■ Requirement ■
Will you reproduce every one of the lines below, word for word and in the same order?

****

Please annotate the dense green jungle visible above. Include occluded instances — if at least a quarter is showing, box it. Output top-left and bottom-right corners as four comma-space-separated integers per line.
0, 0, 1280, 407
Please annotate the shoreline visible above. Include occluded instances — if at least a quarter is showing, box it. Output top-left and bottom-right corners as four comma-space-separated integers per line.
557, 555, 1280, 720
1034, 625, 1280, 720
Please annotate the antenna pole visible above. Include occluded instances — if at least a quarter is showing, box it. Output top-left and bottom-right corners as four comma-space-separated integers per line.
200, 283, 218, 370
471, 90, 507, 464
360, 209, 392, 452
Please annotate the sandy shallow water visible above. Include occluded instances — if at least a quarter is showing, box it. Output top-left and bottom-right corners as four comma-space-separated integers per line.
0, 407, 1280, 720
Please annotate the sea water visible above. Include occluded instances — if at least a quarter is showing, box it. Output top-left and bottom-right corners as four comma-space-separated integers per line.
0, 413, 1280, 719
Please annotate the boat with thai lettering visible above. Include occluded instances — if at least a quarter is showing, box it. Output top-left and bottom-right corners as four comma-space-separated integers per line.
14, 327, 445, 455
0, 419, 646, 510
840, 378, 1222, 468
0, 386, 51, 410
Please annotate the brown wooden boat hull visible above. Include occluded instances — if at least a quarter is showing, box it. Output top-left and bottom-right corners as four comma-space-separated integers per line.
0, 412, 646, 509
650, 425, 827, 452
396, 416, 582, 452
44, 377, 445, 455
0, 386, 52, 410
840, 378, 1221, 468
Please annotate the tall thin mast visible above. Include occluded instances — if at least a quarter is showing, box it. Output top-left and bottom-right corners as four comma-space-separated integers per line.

****

■ Response for this exercise ■
Please annotate the dense green jungle visible above. Include occluded instances — if at least a quarter is showing, box it. Output top-left and bottom-right corners as four comma-space-separated integers per line.
0, 0, 1280, 407
Please annotate the shoreline visible above. Include occluded instances — if at least a quarter is showing, box it. Output top-left and bottom-right corners as four comma-space-separated integers per line.
557, 555, 1280, 720
1034, 625, 1280, 720
Please annotate the antenna pole visible above. Include occluded instances — if at least a quarter is showing, box it. Output top-left and bottom-right corners as four comma-space-separated integers per line.
200, 283, 218, 370
471, 90, 507, 464
360, 209, 392, 452
Please annotate the sandy shallow water visible above. Include occluded instances — if at least a quarter is showing, box it. Output top-left and bottom-right corners as four comma-space-separated integers per line.
0, 407, 1280, 720
Please annotate the sea water visible above. Include occluded instances — if at least a quarter is showing, box it. Output top-left and bottom-right corners as four comma-space-separated integers per line.
0, 413, 1280, 719
Please annotate the boat with thai lettering visible above. Include occluded instances — if at least a quarter is showing, box it. Output top-left and bottom-right corners as four comma-space-separated integers per line.
14, 327, 445, 455
0, 419, 646, 510
840, 378, 1222, 468
0, 386, 51, 410
Please annotate the brown wooden boat hull visible above. Include occluded instances — if at least a quarter is showing, box it. Output top-left and bottom-right corners as four comma-space-separated integers per line.
0, 412, 646, 509
650, 425, 827, 452
396, 416, 582, 452
44, 377, 445, 455
0, 386, 52, 410
840, 378, 1221, 468
Please annotate the tall thin mast visible above. Include occluded instances — if at least a quarter is showing, box it. Output top-left and bottom-right corners as four comma-space-separated integers per line.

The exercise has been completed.